======== Data extracts ========

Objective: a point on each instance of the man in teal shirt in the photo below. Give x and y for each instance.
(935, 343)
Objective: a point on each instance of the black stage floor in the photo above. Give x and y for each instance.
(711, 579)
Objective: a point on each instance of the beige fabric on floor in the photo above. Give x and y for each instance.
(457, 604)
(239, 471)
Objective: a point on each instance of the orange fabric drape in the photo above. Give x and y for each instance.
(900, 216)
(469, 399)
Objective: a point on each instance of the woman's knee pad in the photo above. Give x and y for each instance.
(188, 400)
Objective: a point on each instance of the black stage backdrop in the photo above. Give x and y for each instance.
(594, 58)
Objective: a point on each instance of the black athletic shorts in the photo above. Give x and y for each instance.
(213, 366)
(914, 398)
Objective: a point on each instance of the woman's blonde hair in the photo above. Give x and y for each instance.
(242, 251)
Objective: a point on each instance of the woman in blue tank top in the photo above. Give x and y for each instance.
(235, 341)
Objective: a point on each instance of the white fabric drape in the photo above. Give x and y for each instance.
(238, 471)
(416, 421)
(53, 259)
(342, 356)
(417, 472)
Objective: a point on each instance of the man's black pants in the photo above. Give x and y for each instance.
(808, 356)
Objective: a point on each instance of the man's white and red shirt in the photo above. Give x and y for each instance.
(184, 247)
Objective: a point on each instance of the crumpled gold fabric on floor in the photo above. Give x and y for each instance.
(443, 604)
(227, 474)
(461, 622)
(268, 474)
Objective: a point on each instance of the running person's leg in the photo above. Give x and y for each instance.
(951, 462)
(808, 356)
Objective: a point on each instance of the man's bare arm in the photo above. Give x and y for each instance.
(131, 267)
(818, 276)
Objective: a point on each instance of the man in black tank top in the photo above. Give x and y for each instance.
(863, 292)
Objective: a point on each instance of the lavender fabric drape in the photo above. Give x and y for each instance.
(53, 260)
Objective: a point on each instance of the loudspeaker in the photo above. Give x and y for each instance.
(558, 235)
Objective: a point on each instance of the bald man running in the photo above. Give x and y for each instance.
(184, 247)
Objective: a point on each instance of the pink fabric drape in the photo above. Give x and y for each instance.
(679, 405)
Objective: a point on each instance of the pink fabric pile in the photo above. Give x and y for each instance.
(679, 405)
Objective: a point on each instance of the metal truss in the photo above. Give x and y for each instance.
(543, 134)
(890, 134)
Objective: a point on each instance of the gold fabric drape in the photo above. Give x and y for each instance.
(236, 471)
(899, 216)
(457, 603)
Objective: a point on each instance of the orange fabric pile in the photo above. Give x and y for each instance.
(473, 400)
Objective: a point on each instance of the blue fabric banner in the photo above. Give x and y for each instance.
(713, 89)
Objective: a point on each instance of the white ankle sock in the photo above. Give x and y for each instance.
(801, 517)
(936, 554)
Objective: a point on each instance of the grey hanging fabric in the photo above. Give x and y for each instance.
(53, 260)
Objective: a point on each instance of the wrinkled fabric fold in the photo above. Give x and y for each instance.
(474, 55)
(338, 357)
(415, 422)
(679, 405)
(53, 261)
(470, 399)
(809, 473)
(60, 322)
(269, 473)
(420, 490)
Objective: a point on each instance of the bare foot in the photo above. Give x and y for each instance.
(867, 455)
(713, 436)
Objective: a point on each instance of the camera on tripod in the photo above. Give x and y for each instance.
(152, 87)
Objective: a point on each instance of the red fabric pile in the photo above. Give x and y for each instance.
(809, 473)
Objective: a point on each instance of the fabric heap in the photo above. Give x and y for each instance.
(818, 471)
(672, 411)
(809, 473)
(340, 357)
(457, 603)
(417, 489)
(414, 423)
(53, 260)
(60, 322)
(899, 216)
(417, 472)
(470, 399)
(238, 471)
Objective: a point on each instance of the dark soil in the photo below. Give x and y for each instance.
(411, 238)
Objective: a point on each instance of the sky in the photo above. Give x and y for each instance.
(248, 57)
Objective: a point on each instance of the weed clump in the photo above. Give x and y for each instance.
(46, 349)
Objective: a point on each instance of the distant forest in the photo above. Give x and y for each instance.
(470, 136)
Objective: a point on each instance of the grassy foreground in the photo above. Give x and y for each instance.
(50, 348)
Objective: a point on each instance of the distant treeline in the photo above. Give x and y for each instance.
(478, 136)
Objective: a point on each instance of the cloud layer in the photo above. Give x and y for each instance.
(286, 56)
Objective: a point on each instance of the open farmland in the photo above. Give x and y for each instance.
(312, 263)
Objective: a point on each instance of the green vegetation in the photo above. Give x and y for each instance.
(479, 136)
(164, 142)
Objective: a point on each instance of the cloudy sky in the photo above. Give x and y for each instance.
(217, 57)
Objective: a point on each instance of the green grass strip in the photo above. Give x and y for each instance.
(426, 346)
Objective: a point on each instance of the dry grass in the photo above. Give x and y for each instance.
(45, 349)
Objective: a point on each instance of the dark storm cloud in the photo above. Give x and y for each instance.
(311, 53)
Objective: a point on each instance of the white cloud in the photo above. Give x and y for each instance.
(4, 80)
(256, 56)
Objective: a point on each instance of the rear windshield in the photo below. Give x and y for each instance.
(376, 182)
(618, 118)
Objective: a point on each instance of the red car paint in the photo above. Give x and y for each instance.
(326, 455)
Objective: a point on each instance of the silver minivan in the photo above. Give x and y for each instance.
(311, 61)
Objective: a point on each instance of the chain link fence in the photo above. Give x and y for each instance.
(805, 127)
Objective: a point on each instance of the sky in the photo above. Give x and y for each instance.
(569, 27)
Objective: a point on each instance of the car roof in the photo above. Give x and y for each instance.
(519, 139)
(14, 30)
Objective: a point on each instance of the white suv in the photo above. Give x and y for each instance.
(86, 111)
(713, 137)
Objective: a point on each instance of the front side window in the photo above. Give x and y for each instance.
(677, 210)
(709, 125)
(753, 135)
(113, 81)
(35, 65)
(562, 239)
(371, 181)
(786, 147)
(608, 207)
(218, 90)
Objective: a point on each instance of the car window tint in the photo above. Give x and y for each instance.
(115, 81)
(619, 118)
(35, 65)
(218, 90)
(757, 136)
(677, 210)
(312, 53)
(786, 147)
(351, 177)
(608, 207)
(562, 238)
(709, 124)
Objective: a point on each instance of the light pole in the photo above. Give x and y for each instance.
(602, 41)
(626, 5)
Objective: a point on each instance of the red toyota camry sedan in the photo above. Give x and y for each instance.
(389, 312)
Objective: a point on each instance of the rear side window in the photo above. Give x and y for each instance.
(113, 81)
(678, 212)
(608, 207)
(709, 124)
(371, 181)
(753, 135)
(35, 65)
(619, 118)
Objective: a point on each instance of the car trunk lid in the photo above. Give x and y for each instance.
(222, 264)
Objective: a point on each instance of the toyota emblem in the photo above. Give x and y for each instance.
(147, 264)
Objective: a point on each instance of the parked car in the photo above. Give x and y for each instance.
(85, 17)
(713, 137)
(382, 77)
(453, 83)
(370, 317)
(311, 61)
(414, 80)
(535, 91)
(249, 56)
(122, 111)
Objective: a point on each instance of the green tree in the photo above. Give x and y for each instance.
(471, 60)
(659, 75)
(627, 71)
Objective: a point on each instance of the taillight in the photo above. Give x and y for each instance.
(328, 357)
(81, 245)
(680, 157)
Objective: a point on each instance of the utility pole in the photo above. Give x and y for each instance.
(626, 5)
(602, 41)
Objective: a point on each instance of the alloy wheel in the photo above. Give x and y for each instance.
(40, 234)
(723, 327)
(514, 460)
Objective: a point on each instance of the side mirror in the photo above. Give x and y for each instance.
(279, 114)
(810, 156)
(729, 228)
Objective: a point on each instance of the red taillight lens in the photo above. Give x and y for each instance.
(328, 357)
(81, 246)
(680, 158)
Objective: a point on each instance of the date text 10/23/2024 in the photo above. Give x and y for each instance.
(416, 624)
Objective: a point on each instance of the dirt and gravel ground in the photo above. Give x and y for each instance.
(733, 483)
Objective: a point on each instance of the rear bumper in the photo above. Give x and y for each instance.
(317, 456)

========

• _Exercise instructions_
Copy the lines above exactly, beginning at the line containing "Objective: a point on each instance of the date" and stopping at the last line.

• _Solved exercise_
Objective: a point on each instance of the date text 10/23/2024 in the photo above. Give x and y for each instance.
(416, 624)
Objective: a point on each instance of the dirt and gravel ground in the photo above. Give x and y for each instance.
(733, 483)
Objective: a point on each instance of the rear bumper in the photo above. Give x and y for each instance.
(317, 456)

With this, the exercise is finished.